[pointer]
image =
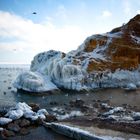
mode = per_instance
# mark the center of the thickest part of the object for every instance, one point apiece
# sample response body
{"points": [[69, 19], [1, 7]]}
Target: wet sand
{"points": [[40, 133]]}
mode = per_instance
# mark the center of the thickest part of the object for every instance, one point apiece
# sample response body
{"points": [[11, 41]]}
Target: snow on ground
{"points": [[33, 82], [51, 70], [4, 121], [71, 114], [73, 132], [22, 109]]}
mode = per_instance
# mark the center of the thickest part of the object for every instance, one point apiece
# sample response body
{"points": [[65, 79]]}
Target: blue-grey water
{"points": [[9, 95]]}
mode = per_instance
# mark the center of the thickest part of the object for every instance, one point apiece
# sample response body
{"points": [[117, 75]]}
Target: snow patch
{"points": [[4, 121], [33, 82]]}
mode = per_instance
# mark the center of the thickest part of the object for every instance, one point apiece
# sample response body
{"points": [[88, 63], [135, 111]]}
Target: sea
{"points": [[9, 96]]}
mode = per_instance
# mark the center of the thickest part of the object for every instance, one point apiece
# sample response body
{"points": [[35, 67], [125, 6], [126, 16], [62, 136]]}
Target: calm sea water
{"points": [[9, 95]]}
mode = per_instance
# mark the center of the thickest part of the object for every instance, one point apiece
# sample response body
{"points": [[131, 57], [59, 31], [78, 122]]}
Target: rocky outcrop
{"points": [[118, 49], [103, 60]]}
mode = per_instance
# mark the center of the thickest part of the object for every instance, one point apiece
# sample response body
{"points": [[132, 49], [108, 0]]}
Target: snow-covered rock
{"points": [[33, 82], [101, 61], [4, 121], [71, 114], [131, 86], [22, 109], [14, 114]]}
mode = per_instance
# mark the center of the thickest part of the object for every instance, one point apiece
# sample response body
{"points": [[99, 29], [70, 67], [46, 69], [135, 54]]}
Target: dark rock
{"points": [[84, 108], [77, 103], [96, 105], [24, 131], [24, 123], [13, 127], [35, 107], [7, 133], [53, 103], [50, 118], [136, 118], [9, 87]]}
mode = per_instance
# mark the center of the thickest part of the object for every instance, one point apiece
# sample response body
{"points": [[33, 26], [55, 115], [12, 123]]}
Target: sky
{"points": [[60, 25]]}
-.-.-
Challenge: Copy every record above exactly, leaving out any pictures.

Output for this task:
[pointer]
image =
mode = per_instance
# mark the center of the thickest part of the object for every instance, one point apiece
# sample response body
{"points": [[69, 19], [1, 7]]}
Target: wet sand
{"points": [[40, 133]]}
mode = per_instance
# mark the center of the thickest part of the object for every instance, one point apiece
# sample response body
{"points": [[11, 41]]}
Target: snow on ground
{"points": [[33, 82], [51, 70], [4, 121], [71, 114], [73, 132], [22, 109]]}
mode = per_instance
# mark the center of the thickest part of the object for every instance, one point apiece
# sample response body
{"points": [[65, 79]]}
Target: blue-grey water
{"points": [[9, 95]]}
mode = per_instance
# mark the center of the thickest part of the object for every instance, one point apiece
# sample response body
{"points": [[117, 75]]}
Target: snow patch
{"points": [[4, 121], [33, 82]]}
mode = per_instance
# mark the center of the thickest part of the object for every instance, one point apiece
# sample response body
{"points": [[88, 63], [135, 111]]}
Target: sea
{"points": [[9, 96]]}
mode = per_instance
# mark the center of the thickest part of the object for every instance, one point apiece
# sample response body
{"points": [[35, 67], [125, 6], [126, 16], [62, 136]]}
Target: calm sea water
{"points": [[9, 95]]}
mode = per_instance
# mark the center of the thickest part of the object for every instance, one point apiece
# sample response body
{"points": [[131, 57], [59, 31], [78, 122]]}
Target: rocky outcrop
{"points": [[118, 49], [103, 60]]}
mode = per_instance
# mark the center of the thickest part of the object for every instance, one point apiece
# sample response body
{"points": [[132, 49], [108, 0]]}
Target: snow-covered rock
{"points": [[33, 82], [101, 61], [4, 121], [71, 114], [131, 86], [22, 109], [14, 114]]}
mode = per_instance
# mark the center of the thickest part of the object for every instance, one point apiece
# sample response body
{"points": [[99, 29], [70, 67], [46, 69], [135, 54]]}
Target: dark rock
{"points": [[84, 108], [77, 103], [96, 105], [24, 131], [24, 123], [13, 127], [35, 107], [7, 133], [53, 103], [50, 118], [136, 118], [9, 87]]}
mode = per_instance
# mark the center of the thickest part of the object for every instance, one point apiece
# sample response body
{"points": [[33, 26], [55, 115], [12, 123]]}
Target: sky
{"points": [[60, 25]]}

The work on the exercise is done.